■ **What is needed**
Locate the line containing "Where can the thin" in the entries below, then retype it and every later line exactly, leaving out pictures.

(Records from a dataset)
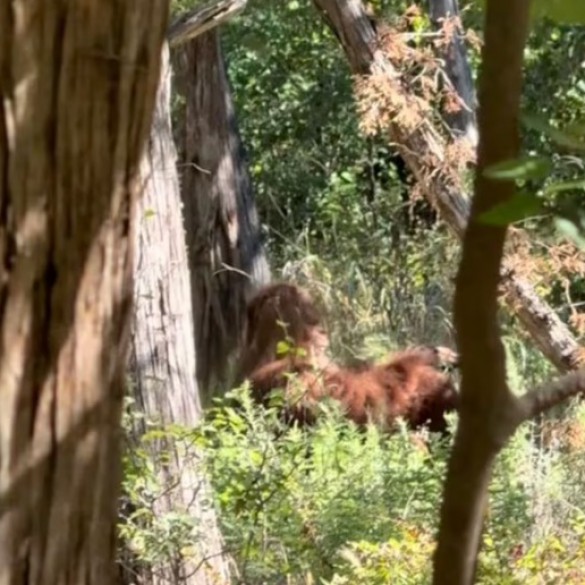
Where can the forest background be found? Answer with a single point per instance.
(330, 144)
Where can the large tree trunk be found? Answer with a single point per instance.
(77, 82)
(354, 29)
(488, 411)
(223, 234)
(163, 358)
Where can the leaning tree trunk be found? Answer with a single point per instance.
(163, 360)
(77, 82)
(226, 255)
(353, 28)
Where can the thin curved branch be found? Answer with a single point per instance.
(543, 397)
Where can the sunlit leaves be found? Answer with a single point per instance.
(518, 208)
(573, 137)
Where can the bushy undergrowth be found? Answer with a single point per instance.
(337, 505)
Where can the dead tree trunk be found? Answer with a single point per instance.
(350, 23)
(77, 83)
(163, 358)
(227, 259)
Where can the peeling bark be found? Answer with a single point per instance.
(163, 356)
(454, 54)
(227, 259)
(352, 26)
(78, 83)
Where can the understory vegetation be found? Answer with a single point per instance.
(334, 504)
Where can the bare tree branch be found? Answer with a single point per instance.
(488, 409)
(202, 19)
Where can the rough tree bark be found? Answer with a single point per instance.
(77, 82)
(163, 355)
(462, 123)
(227, 259)
(352, 26)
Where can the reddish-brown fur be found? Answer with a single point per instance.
(280, 312)
(409, 384)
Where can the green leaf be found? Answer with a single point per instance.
(519, 207)
(573, 140)
(525, 167)
(570, 230)
(282, 348)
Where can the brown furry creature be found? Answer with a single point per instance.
(409, 385)
(281, 312)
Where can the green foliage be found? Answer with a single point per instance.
(337, 505)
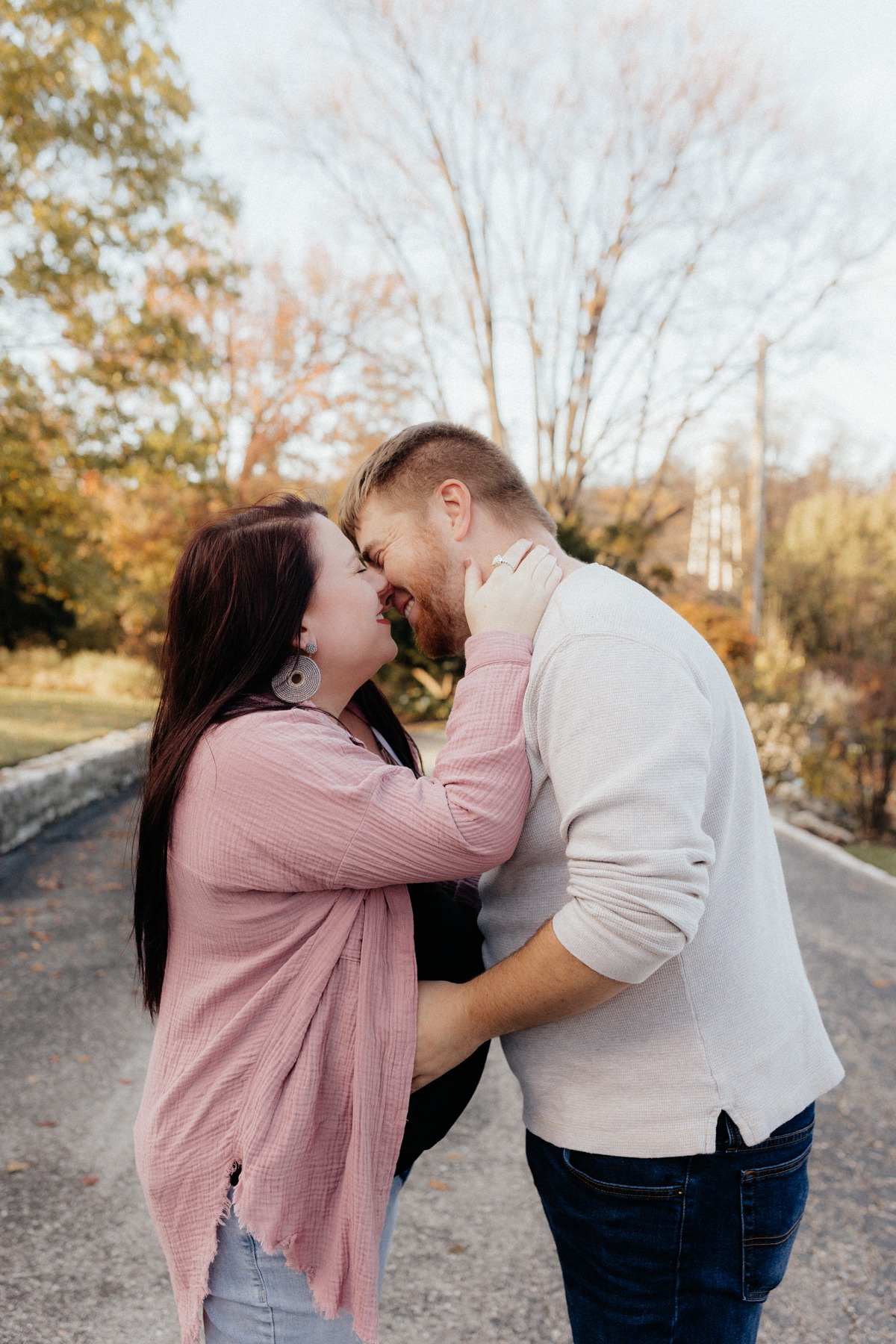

■ **Result of the exercise**
Where can the thin curved branch be found? Answer with a single point per instance.
(543, 397)
Where can the sunlit leaves be found? Answer with a single point per instance.
(518, 208)
(573, 137)
Where can the bushy undergrowth be found? Answer with a single point per instance.
(337, 505)
Where can the dead tree trunk be found? Answer with a single point per instance.
(350, 23)
(77, 83)
(163, 358)
(227, 259)
Where can the peeling bark be found? Answer with a single point per instance.
(163, 356)
(454, 54)
(227, 259)
(352, 26)
(78, 83)
Where can the understory vegetation be found? Answer with a single point per instance.
(334, 504)
Where can the bare tree branch be found? Answer with a single point per instance.
(488, 409)
(202, 19)
Where can the rough tree bark be found? Answer with a single point per instance.
(77, 82)
(163, 355)
(462, 123)
(227, 259)
(352, 26)
Where can the reddish-brown fur be found? Answer with a single point per instance.
(280, 312)
(409, 384)
Where can the green leaf be found? Answer with a single point per instance.
(519, 207)
(573, 140)
(525, 167)
(570, 230)
(282, 348)
Where can the brown furry creature be found? Answer with a single point per instance.
(409, 385)
(281, 312)
Where can the green foliage be found? Answer with a single point per instance.
(337, 505)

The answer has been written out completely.